───── EXERCISE DATA ─────

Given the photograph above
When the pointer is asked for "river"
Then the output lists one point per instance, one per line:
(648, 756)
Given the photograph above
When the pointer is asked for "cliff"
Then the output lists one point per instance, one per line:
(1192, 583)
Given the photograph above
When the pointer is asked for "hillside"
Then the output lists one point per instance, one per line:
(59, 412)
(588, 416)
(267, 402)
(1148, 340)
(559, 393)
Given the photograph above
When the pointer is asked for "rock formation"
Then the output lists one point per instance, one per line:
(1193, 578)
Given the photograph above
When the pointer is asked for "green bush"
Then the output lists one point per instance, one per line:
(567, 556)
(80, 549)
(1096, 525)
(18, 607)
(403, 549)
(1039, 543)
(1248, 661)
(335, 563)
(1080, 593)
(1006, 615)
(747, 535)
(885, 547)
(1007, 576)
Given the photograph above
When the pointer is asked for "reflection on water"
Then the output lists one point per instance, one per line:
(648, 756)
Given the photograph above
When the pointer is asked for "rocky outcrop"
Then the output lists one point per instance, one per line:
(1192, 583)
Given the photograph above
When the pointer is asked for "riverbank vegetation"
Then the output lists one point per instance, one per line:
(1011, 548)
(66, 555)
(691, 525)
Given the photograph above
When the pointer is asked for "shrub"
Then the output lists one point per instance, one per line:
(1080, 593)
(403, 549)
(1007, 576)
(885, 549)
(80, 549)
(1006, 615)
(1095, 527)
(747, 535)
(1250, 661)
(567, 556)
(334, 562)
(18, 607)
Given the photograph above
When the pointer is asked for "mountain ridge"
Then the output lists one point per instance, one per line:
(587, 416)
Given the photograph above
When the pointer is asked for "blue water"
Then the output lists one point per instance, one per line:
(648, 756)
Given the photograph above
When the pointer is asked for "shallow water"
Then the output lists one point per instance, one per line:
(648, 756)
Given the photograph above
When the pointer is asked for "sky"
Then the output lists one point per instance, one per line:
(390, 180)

─────

Set down each entry above again exactly as it reads.

**PROBLEM SOLUTION**
Given the photograph above
When the pointer is asked for "river"
Then the output lists one point per instance, one per line:
(648, 756)
Given the photograph above
When the pointer is asked for "cliff"
Then the output lists one point per instance, one per line:
(1192, 583)
Given the photograph above
When the pointer is asked for "hillside"
Then the output lists one point per instance, one per line:
(59, 412)
(588, 416)
(267, 402)
(1148, 340)
(559, 393)
Given the photograph above
When the pointer is asked for "rock formation"
Then the output lists one point per instance, one per line:
(1193, 578)
Given the photograph above
When the pointer is asked for "green bush"
Then the output lists one point per instance, one per line:
(567, 556)
(80, 549)
(1096, 525)
(18, 607)
(403, 549)
(1039, 543)
(1248, 661)
(335, 563)
(1080, 593)
(1006, 615)
(747, 535)
(885, 547)
(1007, 576)
Given the photograph above
When the pointer is asked for "reflection on water"
Then the output lists one point per instance, one per line:
(648, 756)
Given the photograph above
When the pointer is asked for "rocky outcrop"
Then the output lists one point per instance, one per line:
(1192, 583)
Given the photograph above
When the pointer is asked for "riverbank vegetation"
Then the output lists one point per instance, one per line:
(1011, 548)
(66, 555)
(691, 525)
Given the photograph above
When the pointer is asked for "shrub"
Then the output lists one point per instance, one per line:
(1080, 593)
(403, 549)
(1007, 576)
(885, 549)
(80, 549)
(1006, 615)
(1095, 527)
(747, 535)
(1250, 661)
(567, 556)
(334, 562)
(18, 607)
Given the photograph above
When the pointer is asked for "mountain ridge"
Then the output lists one point per instance, one per line:
(587, 416)
Given the photograph above
When the pointer is asked for "blue water"
Then the output lists one point per instance, one per line:
(648, 756)
Given the photograph above
When the pointer is asked for "shallow water"
Then the output lists one point per instance, one per line:
(648, 756)
Given the photograph above
When the pointer is asked for "sky"
Then the output lists one point per instance, one per line:
(390, 180)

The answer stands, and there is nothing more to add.